*What you will do*.
Quote the passage of the nnmail.el patch below between "-\(FIELD VALUE SPLIT): If" and "of them matches.", inclusive.

Index: texi/ChangeLog
from Alexandre Oliva  <oliva@dcc.unicamp.br>

	* gnus.texi (Fancy Mail Splitting): Document `[partial]' andC
	RESTRICT.

Index: lisp/nnmail.el
--- lisp/nnmail.el	Tue Jun 15 01:12:03 1999
+++ lisp/nnmail.el	Fri Jun 25 06:14:35 1999
@@ -293,8 +293,12 @@
 
 GROUP: Mail will be stored in GROUP (a string).
 
-\(FIELD VALUE SPLIT): If the message field FIELD (a regexp) contains
-  VALUE (a regexp), store the messages as specified by SPLIT.
+\(FIELD VALUE [- RESTRICT [- RESTRICT [...]]] SPLIT): If the message
+  field FIELD (a regexp) contains VALUE (a regexp), store the messages 
+  as specified by SPLIT.  If RESTRICT (a regexp) matches some string
+  after FIELD and before the end of the matched VALUE, return NIL,
+  otherwise process SPLIT.  Multiple RESTRICTs add up, further
+  restricting the possibility of processing SPLIT.
 
 \(| SPLIT...): Process each SPLIT expression until one of them matches.
   A SPLIT expression is said to match if it will cause the mail
@@ -306,9 +310,14 @@
   the buffer containing the message headers.  The return value FUNCTION
   should be a split, which is then recursively processed.
 
+\(! FUNCTION SPLIT): Call FUNCTION with the result of SPLIT.  The
+  return value FUNCTION should be a split, which is then recursively
+  processed.
+
 FIELD must match a complete field name.  VALUE must match a complete
-word according to the `nnmail-split-fancy-syntax-table' syntax table.
-You can use \".*\" in the regexps to match partial field names or words.
+word according to the `nnmail-split-fancy-syntax-table' syntax table,
+unless it starts with \"[partial]\".  You can use \".*\" in the
+regexps to match partial field names or words.
 
 FIELD and VALUE can also be lisp symbols, in that case they are expanded
 as specified in `nnmail-split-abbrev-alist'.
@@ -333,6 +342,13 @@
 	     ;; Other mailing lists...
 	     (any \"procmail@informatik\\\\.rwth-aachen\\\\.de\" \"procmail.list\")
 	     (any \"SmartList@informatik\\\\.rwth-aachen\\\\.de\" \"SmartList.list\")
+             ;; Both lists below have the same suffix, so prevent
+             ;; cross-posting to mkpkg.list of messages posted only to 
+             ;; the bugs- list, but allow cross-posting when the
+             ;; message was really cross-posted.
+             (any \"bugs-mypackage@somewhere\" \"mypkg.bugs\")
+             (any \"mypackage@somewhere\" - \"bugs-mypackage\" \"mypkg.list\")
+             ;; 
 	     ;; People...
 	     (any \"larsi@ifi\\\\.uio\\\\.no\" \"people.Lars Magne Ingebrigtsen\"))
 	  ;; Unmatched mail goes to the catch all group.
@@ -1111,47 +1127,79 @@
 
      ;; Check the cache for the regexp for this split.

*Source material*.
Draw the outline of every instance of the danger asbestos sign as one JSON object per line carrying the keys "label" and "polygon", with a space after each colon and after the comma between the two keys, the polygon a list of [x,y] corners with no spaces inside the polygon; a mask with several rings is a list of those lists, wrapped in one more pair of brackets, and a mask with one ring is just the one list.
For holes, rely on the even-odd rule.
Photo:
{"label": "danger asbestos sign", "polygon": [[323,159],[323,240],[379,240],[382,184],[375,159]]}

*Task answer*.
-\(FIELD VALUE SPLIT): If the message field FIELD (a regexp) contains
-  VALUE (a regexp), store the messages as specified by SPLIT.
+\(FIELD VALUE [- RESTRICT [- RESTRICT [...]]] SPLIT): If the message
+  field FIELD (a regexp) contains VALUE (a regexp), store the messages 
+  as specified by SPLIT.  If RESTRICT (a regexp) matches some string
+  after FIELD and before the end of the matched VALUE, return NIL,
+  otherwise process SPLIT.  Multiple RESTRICTs add up, further
+  restricting the possibility of processing SPLIT.
 
 \(| SPLIT...): Process each SPLIT expression until one of them matches.